Cuidados e isolamento
Virologista da Universidade Federal de Minas Gerais (UFMG) e presidente da Sociedade Brasileira de Virologia, Flavio da Fonseca afirma que o isolamento do paciente com varíola dos macacos é, de fato, muito importante.
Segundo ele, a pessoa transmite a doença por mais tempo do que alguém que se contaminou com a Covid-19, por exemplo, por isso esse isolamento pode durar até 30 dias.
Além disso, diz o especialista, apesar de as feridas coçarem, o ideal é evitar esfregar a pele. "As lesões se parecem com as de herpes ou catapora. Pode ser doloroso, incomoda. Porém, é relevante evitar coçar", afirma.
Segundo ele, quando se coça as feridas, as unhas ficam contaminadas. Isso é ruim para a própria pessoa, que irá esfregar a pele em outro local com as unhas contaminadas, além de também poder contaminar objetos.
Em relação a medicamentos, Fonseca afirma que existem remédios específicos contra a doença no exterior. Como não há no Brasil, em geral os pacientes ingerem analgésicos e corticóides. "Tudo tem que ser feito com apoio médico. Se fizer uso exagerado de corticóide, pode piorar a doença", diz.

◆ **Dados fornecidos**
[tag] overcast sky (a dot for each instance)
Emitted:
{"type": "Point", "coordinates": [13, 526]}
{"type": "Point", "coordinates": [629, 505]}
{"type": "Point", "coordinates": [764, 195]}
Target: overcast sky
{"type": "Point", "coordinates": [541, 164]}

◆ **Detalhes do exercício**
Continue o texto sobre os cuidados com a varíola dos macacos a partir da última frase apresentada. Os dados não têm nenhum papel nesta atividade.

◆ **Resposta do exercício**
Não é uma DST
A integrante do Laboratório de Vírus do Instituto de Ciências Biológicas (ICB) da Universidade Federal de Minas Gerais (UFMG), Erna Geessien Kroon, informou que a monkeypox (como ela prefere se referir à doença) não é sexualmente transmissível. Segundo a cientista, na literatura, há relatos de famílias inteiras contaminadas com a doença, além de crianças.
"Cada vesícula (as lesões que se formam na pele) tem milhões e milhões de vírus. Em uma roupa de cama ela (a pessoa infectada) vai deixar muitas partículas. A pessoa que vai lavar, de forma inadequada, ou que vai varrer o chão, podem se contaminar", exemplifica a cientista. Há ainda a possibilidade de contrair a doença por meio do trato respiratório, entre outras maneiras.
"É importante que as pessoas, ao perceberem manifestações, como dor de cabeça e mal estar, seguidas de manchas, poucas ou muitas, procurem um clínico", adverte. É preciso manter o isolamento, inclusive dos animais de estimação.
O que diz a OMS
A Organização Mundial da Saúde (OMS) ativou seu nível mais alto de alerta neste sábado (23) para tentar conter o surto de varíola do macaco, que afetou quase 17.000 pessoas em 74 países, anunciou seu diretor-geral Tedros Adhanom Ghebreyesus. "Decidi declarar uma emergência de saúde pública de alcance internacional", disse Tedros em entrevista coletiva, afirmando que o risco no mundo é relativamente moderado, exceto na Europa, onde é alto.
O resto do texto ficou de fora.